## Reading passage
____

It’s mostly cheers for science

Those of us who place trust for remedies in clever thinkers and careful, fact-based investigation have been having a hard time of it lately.

Decades of evidence ignored is the bedrock of the so-called climate debate (what debate?); this year’s COVID treasures include bullies with global pulpits suggesting that kind-of, sort-of injecting disinfectants, well, not actually injecting, more like “cleaning and sterilising”… “maybe it works, maybe it doesn’t work”.

The novel coronavirus has prompted people around the world to look to scientists and the research and development process for new treatments and prevention strategies, and it’s a relief to report that a new international survey by the Washington DC-based Pew Research Center has found that scientists and their research are widely regarded in a positive light by people around the globe.

Large majorities of those surveyed also believe government investments in scientific research yield benefits for society.

The wide-ranging survey – the Pew Center’s first in-depth examination of international public attitudes toward scientists and scientific topics – was conducted among the publics of 20 different countries around the world, including Australia, Brazil, several European nations, India, Japan, Russia, South Korea, Taiwan, the UK, Canada and the US.

Run before the COVID-19 outbreak reached pandemic proportions, the survey reveals that ambivalence over certain scientific developments – in areas such as artificial intelligence and genetically modified foods – often exists alongside high trust for scientists generally, and positive views in other areas such as space exploration.

The survey found that scientists as a group are highly regarded compared with other prominent groups and institutions in society. In all publics, majorities have at least some trust in scientists to do what is right. A global median of 36% have “a lot” of trust in scientists – much higher than the shares who say this about business leaders, their national governments and news media.

____

## Record set
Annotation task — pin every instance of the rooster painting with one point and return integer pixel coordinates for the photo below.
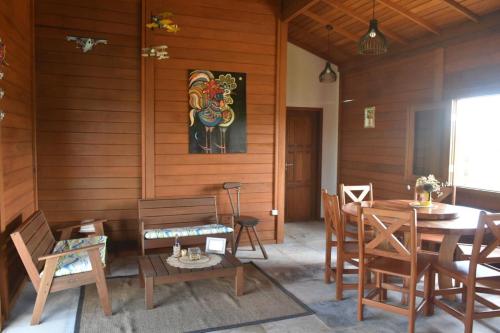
(217, 116)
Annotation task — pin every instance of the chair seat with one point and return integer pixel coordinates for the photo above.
(399, 267)
(467, 251)
(200, 230)
(77, 262)
(246, 221)
(485, 275)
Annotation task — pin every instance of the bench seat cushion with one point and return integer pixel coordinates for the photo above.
(200, 230)
(77, 262)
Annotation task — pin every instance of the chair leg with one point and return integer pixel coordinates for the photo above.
(361, 290)
(339, 278)
(412, 313)
(44, 289)
(260, 244)
(250, 238)
(238, 240)
(100, 281)
(469, 309)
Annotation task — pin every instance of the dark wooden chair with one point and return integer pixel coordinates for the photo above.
(246, 223)
(191, 219)
(346, 250)
(39, 253)
(392, 258)
(353, 193)
(477, 275)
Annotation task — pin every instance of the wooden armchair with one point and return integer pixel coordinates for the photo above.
(476, 275)
(347, 250)
(53, 266)
(391, 257)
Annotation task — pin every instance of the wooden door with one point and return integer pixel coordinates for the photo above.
(303, 166)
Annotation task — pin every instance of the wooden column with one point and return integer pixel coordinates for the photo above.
(147, 111)
(280, 128)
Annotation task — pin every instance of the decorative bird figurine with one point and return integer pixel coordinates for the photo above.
(161, 21)
(86, 43)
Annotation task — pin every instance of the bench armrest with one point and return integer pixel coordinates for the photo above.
(81, 249)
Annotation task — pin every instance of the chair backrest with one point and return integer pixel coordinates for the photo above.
(385, 225)
(363, 190)
(34, 239)
(177, 212)
(333, 221)
(483, 247)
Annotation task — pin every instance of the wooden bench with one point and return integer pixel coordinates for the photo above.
(180, 212)
(35, 244)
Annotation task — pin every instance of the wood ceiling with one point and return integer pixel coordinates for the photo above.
(402, 22)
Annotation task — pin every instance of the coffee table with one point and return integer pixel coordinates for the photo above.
(154, 270)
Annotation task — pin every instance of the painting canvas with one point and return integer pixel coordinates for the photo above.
(217, 112)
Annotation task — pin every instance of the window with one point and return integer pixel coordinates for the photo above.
(476, 158)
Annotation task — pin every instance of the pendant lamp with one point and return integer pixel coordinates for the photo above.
(373, 42)
(328, 74)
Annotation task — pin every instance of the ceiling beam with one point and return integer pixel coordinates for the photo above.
(324, 22)
(462, 10)
(293, 8)
(343, 8)
(409, 15)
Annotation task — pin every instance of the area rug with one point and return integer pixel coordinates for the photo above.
(198, 306)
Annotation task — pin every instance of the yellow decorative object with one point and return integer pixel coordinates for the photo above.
(162, 21)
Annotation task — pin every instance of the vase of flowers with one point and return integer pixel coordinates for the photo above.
(425, 187)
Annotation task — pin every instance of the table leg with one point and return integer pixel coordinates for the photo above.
(149, 284)
(239, 281)
(446, 256)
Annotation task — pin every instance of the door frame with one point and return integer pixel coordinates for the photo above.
(319, 134)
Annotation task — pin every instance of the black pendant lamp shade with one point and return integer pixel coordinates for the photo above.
(328, 74)
(373, 42)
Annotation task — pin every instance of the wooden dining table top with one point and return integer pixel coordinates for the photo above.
(441, 218)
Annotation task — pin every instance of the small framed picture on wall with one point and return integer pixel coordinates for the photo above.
(369, 117)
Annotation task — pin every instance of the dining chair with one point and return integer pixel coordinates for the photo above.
(477, 275)
(395, 259)
(346, 250)
(353, 193)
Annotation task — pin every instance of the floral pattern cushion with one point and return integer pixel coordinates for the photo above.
(77, 262)
(201, 230)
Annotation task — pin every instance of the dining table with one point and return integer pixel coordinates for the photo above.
(450, 221)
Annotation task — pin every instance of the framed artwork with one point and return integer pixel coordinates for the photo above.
(217, 112)
(370, 117)
(215, 245)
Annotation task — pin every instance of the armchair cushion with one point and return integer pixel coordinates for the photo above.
(77, 262)
(200, 230)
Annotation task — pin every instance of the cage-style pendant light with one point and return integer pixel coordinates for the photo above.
(373, 42)
(328, 74)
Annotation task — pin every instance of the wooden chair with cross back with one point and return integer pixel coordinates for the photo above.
(346, 249)
(392, 257)
(353, 193)
(58, 265)
(477, 275)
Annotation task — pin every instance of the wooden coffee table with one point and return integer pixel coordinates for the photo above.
(154, 270)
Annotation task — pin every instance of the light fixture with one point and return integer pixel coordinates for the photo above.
(328, 74)
(373, 42)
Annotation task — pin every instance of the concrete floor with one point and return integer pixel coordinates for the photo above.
(297, 265)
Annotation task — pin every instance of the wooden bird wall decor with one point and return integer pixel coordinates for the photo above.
(162, 21)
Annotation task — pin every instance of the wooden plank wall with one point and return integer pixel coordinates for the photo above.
(17, 197)
(222, 36)
(470, 66)
(89, 121)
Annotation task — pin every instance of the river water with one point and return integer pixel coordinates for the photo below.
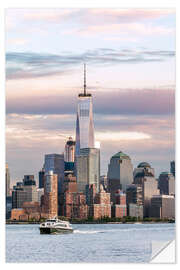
(100, 243)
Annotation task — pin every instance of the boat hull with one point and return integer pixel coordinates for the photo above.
(54, 230)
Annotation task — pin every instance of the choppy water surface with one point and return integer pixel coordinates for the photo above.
(89, 243)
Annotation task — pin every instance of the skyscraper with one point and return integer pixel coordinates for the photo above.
(166, 183)
(145, 179)
(50, 197)
(70, 150)
(88, 168)
(41, 178)
(7, 181)
(120, 173)
(55, 163)
(172, 165)
(84, 122)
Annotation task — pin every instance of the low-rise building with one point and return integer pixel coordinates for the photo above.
(163, 206)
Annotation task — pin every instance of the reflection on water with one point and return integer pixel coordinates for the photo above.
(88, 243)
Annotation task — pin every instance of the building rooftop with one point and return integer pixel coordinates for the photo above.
(121, 155)
(143, 165)
(165, 173)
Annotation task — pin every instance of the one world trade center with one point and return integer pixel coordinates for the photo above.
(84, 122)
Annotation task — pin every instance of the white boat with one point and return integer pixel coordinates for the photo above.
(54, 226)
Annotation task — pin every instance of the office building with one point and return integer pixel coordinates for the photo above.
(40, 192)
(103, 181)
(41, 178)
(119, 209)
(29, 186)
(146, 180)
(70, 150)
(120, 173)
(166, 183)
(55, 163)
(8, 206)
(172, 166)
(163, 206)
(19, 196)
(29, 180)
(88, 168)
(7, 181)
(134, 200)
(50, 197)
(84, 122)
(69, 168)
(140, 168)
(98, 202)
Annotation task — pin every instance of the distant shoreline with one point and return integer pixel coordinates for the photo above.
(37, 222)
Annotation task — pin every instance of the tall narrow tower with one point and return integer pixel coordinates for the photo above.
(84, 122)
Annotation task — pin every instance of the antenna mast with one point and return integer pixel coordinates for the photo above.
(84, 79)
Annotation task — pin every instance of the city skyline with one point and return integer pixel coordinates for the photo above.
(134, 115)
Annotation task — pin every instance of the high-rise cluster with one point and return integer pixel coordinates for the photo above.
(70, 183)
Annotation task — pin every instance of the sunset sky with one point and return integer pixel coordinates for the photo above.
(130, 57)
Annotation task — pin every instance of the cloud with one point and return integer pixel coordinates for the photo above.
(95, 16)
(144, 138)
(112, 101)
(134, 29)
(32, 65)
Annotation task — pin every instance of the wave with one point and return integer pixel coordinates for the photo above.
(88, 232)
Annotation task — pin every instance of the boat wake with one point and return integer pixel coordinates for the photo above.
(87, 232)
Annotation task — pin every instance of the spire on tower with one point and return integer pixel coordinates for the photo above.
(84, 79)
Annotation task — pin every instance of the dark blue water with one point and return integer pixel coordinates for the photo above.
(89, 243)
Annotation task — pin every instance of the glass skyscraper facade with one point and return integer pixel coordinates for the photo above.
(88, 168)
(84, 122)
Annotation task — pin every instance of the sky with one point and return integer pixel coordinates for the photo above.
(130, 63)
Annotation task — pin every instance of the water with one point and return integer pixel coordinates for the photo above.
(89, 243)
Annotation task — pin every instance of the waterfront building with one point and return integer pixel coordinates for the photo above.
(70, 150)
(19, 196)
(41, 178)
(119, 209)
(99, 202)
(166, 183)
(140, 168)
(172, 165)
(40, 192)
(120, 173)
(28, 180)
(55, 163)
(146, 180)
(163, 206)
(135, 210)
(68, 168)
(50, 197)
(88, 168)
(29, 186)
(103, 181)
(29, 211)
(75, 205)
(8, 206)
(84, 122)
(134, 200)
(7, 181)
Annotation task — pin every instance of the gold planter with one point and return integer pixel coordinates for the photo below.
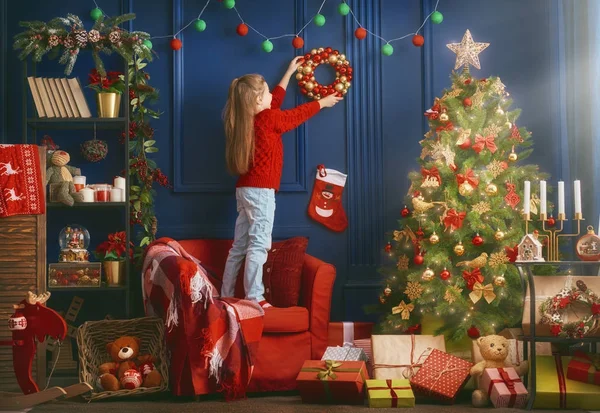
(114, 273)
(108, 104)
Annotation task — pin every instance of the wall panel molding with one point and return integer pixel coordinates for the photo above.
(179, 183)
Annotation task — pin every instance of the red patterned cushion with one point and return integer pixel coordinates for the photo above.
(282, 273)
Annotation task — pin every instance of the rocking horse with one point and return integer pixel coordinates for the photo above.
(31, 320)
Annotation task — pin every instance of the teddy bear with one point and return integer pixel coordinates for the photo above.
(494, 350)
(126, 364)
(60, 176)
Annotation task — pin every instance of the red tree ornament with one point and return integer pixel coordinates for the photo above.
(242, 29)
(176, 44)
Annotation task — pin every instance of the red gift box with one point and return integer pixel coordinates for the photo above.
(341, 333)
(327, 381)
(584, 367)
(441, 376)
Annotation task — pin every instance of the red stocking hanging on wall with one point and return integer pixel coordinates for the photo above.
(326, 201)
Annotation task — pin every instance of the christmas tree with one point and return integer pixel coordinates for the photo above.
(463, 217)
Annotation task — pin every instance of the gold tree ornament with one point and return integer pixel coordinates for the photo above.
(467, 51)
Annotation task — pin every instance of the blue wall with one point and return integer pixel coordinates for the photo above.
(373, 136)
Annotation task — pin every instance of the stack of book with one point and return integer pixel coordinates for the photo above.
(58, 98)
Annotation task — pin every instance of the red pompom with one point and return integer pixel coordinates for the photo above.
(360, 33)
(418, 40)
(176, 44)
(242, 29)
(298, 42)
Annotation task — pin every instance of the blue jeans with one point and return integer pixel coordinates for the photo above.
(253, 228)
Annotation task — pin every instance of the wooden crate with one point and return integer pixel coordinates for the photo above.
(22, 269)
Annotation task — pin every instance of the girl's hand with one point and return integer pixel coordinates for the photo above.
(329, 101)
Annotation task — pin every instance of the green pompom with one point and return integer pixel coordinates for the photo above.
(200, 25)
(229, 4)
(344, 9)
(267, 46)
(96, 13)
(320, 20)
(437, 17)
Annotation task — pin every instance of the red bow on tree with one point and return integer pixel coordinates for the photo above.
(454, 219)
(469, 177)
(472, 277)
(431, 173)
(481, 143)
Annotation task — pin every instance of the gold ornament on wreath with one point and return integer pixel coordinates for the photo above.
(343, 73)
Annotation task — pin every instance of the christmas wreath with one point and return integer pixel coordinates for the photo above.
(553, 309)
(306, 73)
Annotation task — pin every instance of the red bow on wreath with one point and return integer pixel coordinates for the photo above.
(454, 219)
(472, 277)
(431, 173)
(469, 177)
(481, 143)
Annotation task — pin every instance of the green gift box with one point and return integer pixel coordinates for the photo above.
(390, 393)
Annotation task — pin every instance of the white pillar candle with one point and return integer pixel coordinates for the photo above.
(116, 195)
(561, 197)
(527, 198)
(119, 182)
(577, 193)
(543, 210)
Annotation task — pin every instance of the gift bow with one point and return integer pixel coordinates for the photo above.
(469, 177)
(454, 219)
(472, 277)
(479, 290)
(484, 142)
(404, 309)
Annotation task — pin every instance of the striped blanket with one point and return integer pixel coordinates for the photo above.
(221, 334)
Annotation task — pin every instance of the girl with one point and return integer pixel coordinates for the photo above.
(254, 124)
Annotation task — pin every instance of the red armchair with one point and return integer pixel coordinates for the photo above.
(291, 335)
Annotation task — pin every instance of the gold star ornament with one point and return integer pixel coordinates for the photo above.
(467, 51)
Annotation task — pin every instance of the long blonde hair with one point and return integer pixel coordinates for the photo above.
(238, 116)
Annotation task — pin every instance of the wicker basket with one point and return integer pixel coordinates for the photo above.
(92, 338)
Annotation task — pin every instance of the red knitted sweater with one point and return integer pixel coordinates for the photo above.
(269, 125)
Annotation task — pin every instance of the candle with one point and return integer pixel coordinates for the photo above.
(561, 198)
(577, 193)
(527, 198)
(543, 210)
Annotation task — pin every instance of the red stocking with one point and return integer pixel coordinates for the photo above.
(326, 201)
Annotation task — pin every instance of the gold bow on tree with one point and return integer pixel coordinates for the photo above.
(404, 309)
(479, 290)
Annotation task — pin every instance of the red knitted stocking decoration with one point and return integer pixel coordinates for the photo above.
(326, 201)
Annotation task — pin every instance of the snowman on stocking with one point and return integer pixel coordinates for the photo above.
(326, 201)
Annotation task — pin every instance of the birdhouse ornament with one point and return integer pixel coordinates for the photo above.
(530, 249)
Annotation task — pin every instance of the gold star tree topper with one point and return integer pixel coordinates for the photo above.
(467, 51)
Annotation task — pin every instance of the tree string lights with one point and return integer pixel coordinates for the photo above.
(319, 20)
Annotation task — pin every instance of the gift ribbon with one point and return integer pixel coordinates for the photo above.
(484, 142)
(392, 392)
(480, 290)
(510, 384)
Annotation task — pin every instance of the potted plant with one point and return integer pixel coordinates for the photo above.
(108, 89)
(112, 255)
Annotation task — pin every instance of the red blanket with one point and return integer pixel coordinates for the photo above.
(21, 186)
(221, 334)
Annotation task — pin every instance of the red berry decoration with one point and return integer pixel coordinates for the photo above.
(176, 44)
(473, 333)
(360, 33)
(242, 29)
(298, 42)
(418, 40)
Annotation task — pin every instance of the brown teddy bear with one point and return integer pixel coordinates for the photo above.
(60, 177)
(494, 350)
(127, 362)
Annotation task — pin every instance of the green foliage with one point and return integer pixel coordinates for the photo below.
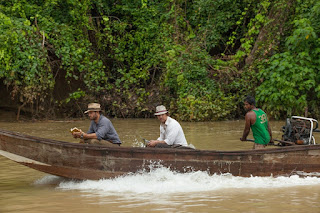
(132, 55)
(291, 78)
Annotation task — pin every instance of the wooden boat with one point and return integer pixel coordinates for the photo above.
(84, 161)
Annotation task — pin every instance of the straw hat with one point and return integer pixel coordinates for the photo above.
(93, 107)
(161, 110)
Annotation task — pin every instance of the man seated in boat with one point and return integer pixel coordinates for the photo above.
(171, 133)
(257, 120)
(101, 130)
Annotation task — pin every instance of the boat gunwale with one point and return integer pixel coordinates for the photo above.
(155, 150)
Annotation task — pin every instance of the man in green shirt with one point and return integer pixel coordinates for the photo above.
(258, 121)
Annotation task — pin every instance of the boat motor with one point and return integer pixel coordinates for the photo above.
(299, 130)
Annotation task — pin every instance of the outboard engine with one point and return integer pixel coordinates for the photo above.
(299, 130)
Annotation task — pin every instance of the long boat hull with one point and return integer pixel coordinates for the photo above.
(83, 161)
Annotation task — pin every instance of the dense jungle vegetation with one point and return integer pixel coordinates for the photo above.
(200, 58)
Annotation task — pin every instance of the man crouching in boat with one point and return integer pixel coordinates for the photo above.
(101, 130)
(258, 121)
(171, 133)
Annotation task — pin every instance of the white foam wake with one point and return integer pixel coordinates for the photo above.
(164, 181)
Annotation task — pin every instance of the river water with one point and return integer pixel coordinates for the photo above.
(25, 190)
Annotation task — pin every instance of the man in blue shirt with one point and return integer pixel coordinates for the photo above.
(101, 130)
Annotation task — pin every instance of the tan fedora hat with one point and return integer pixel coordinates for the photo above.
(93, 107)
(161, 110)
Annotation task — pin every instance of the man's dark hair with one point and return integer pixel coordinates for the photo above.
(250, 100)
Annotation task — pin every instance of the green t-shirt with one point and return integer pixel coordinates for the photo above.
(260, 128)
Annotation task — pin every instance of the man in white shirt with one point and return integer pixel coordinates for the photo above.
(171, 133)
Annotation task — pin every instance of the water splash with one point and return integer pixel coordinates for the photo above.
(162, 180)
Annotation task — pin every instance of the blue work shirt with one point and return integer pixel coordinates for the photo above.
(104, 130)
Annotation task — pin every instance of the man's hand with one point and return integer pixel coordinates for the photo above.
(77, 134)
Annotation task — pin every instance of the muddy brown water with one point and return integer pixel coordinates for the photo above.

____

## To do
- 1) Echo the stretch from "The novel coronavirus" through "around the globe." in the article on public trust in science.
- 2) Using the article on public trust in science, decide whether each statement agrees with it. Answer yes or no for each, and quote the deciding words.
(a) The Pew survey covered the publics of 20 countries.
(b) The survey was carried out after COVID-19 had reached pandemic proportions.
(c) A larger share of people have "a lot" of trust in business leaders than in scientists.
- 3) According to the article on public trust in science, why have people around the world been looking to scientists and the research and development process?
The rows have nothing to do with what comes next.

## Results for each task
- 1)
The novel coronavirus has prompted people around the world to look to scientists and the research and development process for new treatments and prevention strategies, and it’s a relief to report that a new international survey by the Washington DC-based Pew Research Center has found that scientists and their research are widely regarded in a positive light by people around the globe.

- 2)
(a) Yes: "was conducted among the publics of 20 different countries around the world"
(b) No: "Run before the COVID-19 outbreak reached pandemic proportions"
(c) No: "A global median of 36% have “a lot” of trust in scientists – much higher than the shares who say this about business leaders"

- 3) The novel coronavirus prompted people around the world to look to scientists and the research and development process. They were looking for new treatments and prevention strategies.